▸ Entries provided:
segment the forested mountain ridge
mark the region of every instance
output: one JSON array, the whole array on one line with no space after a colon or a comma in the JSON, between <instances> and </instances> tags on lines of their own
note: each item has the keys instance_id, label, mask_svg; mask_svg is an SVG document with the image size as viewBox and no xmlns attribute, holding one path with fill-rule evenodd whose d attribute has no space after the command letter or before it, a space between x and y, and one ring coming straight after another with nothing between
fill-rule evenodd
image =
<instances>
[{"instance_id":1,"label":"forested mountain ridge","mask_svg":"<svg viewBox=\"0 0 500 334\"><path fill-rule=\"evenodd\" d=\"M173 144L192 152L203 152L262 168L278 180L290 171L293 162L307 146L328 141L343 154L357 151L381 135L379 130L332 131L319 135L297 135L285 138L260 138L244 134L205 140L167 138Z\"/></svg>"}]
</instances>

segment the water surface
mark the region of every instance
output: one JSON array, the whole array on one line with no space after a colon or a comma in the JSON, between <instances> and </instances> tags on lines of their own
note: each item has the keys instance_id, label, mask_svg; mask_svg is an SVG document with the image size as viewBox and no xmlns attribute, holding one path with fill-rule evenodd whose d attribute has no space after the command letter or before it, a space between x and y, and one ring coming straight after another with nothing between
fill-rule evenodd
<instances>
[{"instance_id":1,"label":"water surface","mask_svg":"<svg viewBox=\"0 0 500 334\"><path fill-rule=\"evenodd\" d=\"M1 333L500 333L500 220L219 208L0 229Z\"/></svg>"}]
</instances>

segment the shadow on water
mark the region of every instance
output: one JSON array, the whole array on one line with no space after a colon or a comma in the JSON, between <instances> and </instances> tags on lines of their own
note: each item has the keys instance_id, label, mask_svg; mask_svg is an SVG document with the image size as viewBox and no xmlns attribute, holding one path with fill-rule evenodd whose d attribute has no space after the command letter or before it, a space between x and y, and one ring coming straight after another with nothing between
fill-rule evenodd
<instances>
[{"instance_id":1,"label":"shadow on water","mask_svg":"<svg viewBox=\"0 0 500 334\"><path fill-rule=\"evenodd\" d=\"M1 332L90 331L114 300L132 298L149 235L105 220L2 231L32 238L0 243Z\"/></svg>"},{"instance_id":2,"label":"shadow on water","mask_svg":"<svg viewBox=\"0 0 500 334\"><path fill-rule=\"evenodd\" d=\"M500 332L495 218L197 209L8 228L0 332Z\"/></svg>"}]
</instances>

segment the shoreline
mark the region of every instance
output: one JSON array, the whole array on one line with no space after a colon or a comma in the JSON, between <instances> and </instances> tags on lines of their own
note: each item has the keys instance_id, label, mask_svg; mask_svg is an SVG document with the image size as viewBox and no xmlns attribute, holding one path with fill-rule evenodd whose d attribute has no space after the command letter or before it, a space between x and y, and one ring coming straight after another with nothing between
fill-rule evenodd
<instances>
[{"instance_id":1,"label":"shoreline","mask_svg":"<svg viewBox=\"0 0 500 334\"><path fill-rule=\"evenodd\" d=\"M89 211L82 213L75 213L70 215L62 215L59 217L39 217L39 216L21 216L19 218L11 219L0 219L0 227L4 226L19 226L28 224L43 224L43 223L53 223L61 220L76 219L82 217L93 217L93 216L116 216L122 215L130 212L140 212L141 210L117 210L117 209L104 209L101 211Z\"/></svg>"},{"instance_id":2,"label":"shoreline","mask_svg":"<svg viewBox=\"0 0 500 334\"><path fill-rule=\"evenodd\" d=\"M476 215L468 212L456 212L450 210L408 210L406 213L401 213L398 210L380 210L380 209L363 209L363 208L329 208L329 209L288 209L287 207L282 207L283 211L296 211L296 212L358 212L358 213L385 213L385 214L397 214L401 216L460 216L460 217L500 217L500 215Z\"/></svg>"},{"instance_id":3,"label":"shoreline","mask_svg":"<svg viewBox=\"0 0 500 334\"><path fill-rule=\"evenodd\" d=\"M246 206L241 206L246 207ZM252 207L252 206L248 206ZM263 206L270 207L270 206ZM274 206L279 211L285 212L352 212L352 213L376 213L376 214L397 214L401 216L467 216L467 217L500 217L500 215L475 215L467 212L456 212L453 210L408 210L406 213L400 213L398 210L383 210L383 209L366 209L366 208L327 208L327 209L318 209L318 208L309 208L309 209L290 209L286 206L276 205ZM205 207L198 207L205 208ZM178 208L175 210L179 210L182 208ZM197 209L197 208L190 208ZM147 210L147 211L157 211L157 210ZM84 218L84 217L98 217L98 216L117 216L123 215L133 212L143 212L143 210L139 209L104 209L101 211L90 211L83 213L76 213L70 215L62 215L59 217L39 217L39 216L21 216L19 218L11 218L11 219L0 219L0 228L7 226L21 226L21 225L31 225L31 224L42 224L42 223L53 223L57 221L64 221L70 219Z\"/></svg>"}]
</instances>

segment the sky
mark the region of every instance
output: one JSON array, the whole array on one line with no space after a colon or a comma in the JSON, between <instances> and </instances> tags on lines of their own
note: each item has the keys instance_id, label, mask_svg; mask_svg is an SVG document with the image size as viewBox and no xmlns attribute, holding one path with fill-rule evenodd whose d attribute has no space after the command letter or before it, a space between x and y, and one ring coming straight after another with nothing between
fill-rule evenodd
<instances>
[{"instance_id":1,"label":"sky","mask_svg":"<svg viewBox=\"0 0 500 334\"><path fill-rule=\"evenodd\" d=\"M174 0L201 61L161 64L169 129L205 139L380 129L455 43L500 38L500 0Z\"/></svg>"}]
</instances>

▸ What you need to do:
Only a number belongs in the answer: state how many lines of the entries above hold "segment".

▸ Written solution:
5